> _Data to process_:
▶
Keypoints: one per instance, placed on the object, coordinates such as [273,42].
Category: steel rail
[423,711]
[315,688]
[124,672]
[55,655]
◀
> _To do_: Arrange the records above as a two-column CSV with the headers instruction and response. Give one row per record, with its text in the first field and its answer in the second, each field in quotes and every line break replaced by a space.

> _Reply_:
instruction,response
"Keypoints: one per instance, placed on the object, coordinates such as [273,42]. Category: steel rail","[423,711] [315,688] [124,672] [55,655]"